From the line with "bus rear wheel" down to the final line of the material below, quote every line exactly and leave out all lines before it.

*-*-*

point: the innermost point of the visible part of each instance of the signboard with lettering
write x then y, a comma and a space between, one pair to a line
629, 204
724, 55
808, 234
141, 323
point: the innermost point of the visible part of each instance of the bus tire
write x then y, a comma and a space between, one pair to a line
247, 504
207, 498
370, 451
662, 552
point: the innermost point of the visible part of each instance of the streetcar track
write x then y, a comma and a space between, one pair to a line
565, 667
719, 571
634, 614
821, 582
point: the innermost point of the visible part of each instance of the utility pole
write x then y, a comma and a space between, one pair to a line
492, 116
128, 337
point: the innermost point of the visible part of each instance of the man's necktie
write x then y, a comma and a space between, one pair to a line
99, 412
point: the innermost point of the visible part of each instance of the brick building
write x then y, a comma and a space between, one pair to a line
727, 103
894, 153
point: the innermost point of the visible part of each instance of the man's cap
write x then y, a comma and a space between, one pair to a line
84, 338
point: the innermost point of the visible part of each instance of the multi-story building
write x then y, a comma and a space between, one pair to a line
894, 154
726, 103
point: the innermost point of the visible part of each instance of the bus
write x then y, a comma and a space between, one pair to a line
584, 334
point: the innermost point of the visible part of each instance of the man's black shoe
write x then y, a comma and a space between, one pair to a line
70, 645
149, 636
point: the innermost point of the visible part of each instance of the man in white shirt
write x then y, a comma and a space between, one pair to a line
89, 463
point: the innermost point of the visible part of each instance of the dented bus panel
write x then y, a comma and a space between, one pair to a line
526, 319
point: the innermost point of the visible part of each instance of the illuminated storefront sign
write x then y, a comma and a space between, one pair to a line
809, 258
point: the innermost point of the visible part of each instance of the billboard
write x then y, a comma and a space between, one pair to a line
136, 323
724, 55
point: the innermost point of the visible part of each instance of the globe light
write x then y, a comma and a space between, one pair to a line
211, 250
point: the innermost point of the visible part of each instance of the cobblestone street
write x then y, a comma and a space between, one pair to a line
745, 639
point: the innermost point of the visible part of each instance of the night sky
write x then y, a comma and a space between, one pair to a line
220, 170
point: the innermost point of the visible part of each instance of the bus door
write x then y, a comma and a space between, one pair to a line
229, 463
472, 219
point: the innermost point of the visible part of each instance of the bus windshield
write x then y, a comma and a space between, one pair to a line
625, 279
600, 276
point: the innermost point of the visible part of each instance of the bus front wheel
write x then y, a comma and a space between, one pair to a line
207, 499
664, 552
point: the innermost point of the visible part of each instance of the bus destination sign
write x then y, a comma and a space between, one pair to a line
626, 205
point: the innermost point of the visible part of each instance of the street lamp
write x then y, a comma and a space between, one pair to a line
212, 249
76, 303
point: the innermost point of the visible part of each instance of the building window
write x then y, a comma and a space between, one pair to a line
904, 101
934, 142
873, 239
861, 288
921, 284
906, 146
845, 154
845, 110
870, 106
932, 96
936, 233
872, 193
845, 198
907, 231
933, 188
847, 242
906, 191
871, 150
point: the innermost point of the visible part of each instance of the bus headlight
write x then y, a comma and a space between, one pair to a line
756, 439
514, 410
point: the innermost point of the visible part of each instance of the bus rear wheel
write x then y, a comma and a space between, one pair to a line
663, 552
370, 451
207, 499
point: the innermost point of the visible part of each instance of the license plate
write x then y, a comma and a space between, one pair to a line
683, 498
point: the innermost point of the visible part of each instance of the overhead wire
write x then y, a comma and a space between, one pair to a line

*-*-*

_Full response:_
point: the innermost point of the visible part of each instance of the bus rear wheel
write x then y, a comma and a space between, one pair to a line
663, 552
370, 451
207, 499
point: the innermost point of the visible part of each instance of the license plate
write x then y, a comma and a space between, one pair to a line
683, 498
point: the innermost point of the visible part of each instance of the overhead wire
write x then y, a comma and a space between, one pair to a line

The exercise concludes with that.